→ Document passage:
>>>>
Work last year by the Victoria Park Alliance to prepare the Rob Roy for its double move involved structural strengthening of the building and providing a new foundation on which it will move.

The building will slide on four 40-metre long runway beams constructed parallel to Franklin Road. It will be gently muscled along the runway beams by a series of hydraulic rams - each stroke of the rams gently and slowly pushing or pulling the building forward 1.8 metres.

Mr Parker says as with last year's move, the biggest risk on the day will be any ground movement below the runway beams as the Rob Roy moves along them. "A considerable amount of the time involved in the move is therefore monitoring any variations in the ground levels and adjusting the hydraulic flat jacks which keep it level."

Mr Parker says the proposal to move the building presented exceptional engineering challenges because of the age of the hotel, which was built of brick and mortar without reinforcing.

"There were people who said it could not be done, that the building should be torn down," he adds. "But while there are still challenges ahead, we are confident that the Rob Roy will survive its return trip."
<<<<
→ Data supplied:
>>>>
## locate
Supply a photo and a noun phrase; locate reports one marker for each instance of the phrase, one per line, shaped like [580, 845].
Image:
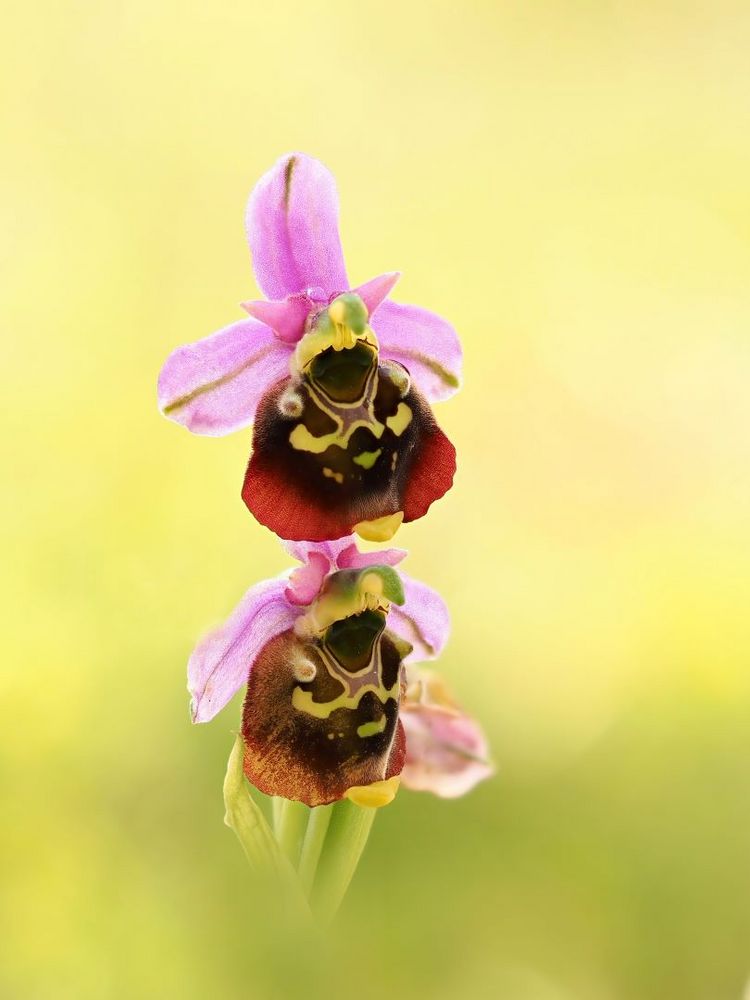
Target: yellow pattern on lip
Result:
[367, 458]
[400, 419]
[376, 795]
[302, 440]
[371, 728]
<<<<
>>>>
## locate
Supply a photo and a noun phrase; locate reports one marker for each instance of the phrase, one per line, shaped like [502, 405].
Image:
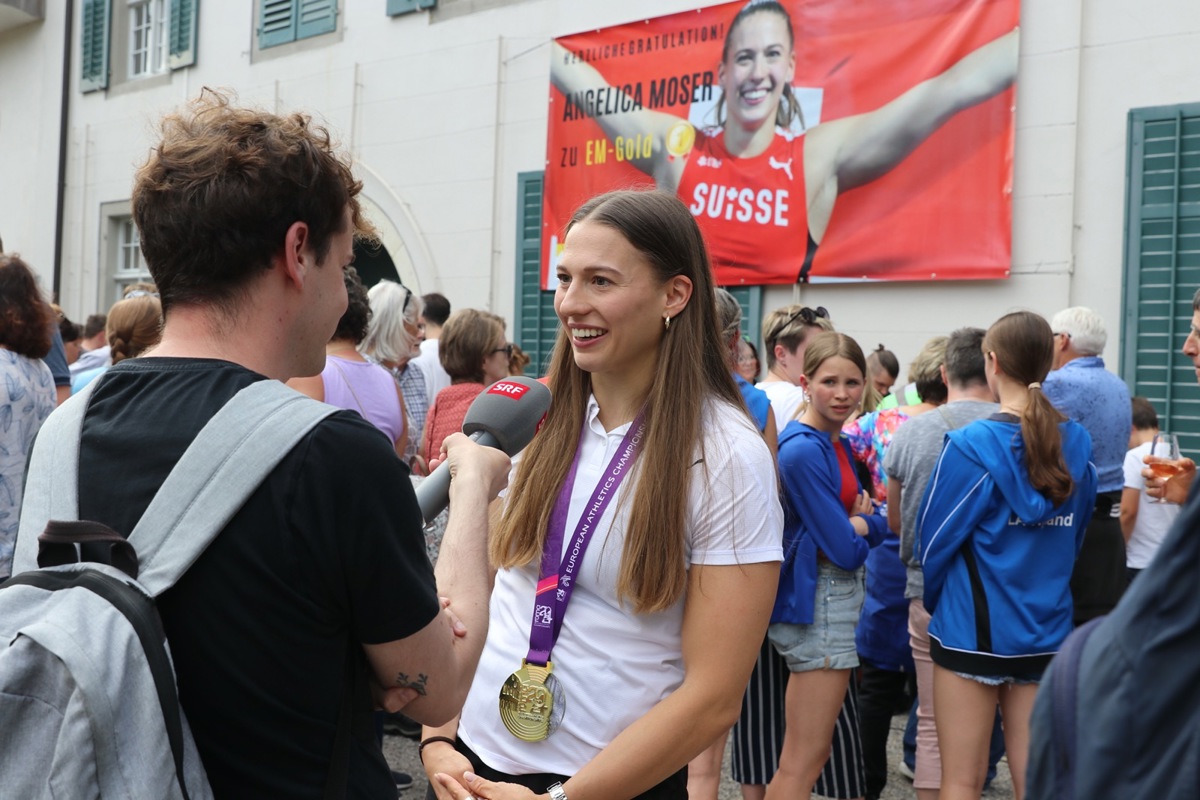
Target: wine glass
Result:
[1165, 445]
<<<<
→ Jobs:
- a) In the passage about moving the Rob Roy hotel, how far does each stroke of the hydraulic rams move the building forward?
- b) Write the next few sentences of the passage about moving the Rob Roy hotel, starting after its final sentence.

→ Answers to the exercises:
- a) Each stroke moves the building forward 1.8 meters.

- b)
The move has been designed with the help of Wellington company Dunning Thornton Consultants which was responsible for moving the Museum Hotel to make room for Te Papa.

The Victoria Park Tunnel is one of seven roads of national significance identified by the Government as essential to New Zealand's economic prosperity. It will be the first completed, in early 2012. The motorway through St Marys Bay is being widened by one lane in each direction. This, together with the tunnel for three lanes of northbound traffic and reconfiguration of the existing viaduct for four southbound lanes, will remove the last remaining bottleneck on the motorway network through central Auckland.

Editor’s notes

The government has identified seven essential state highways projects that are linked to New Zealand’s economic prosperity. Called the roads of national significance, or RoNS for short, the NZTA is charged with substantially completing this programme of state highway improvements within the next 10 years. The RoNS programme represents one of New Zealand’s biggest ever infrastructure investments.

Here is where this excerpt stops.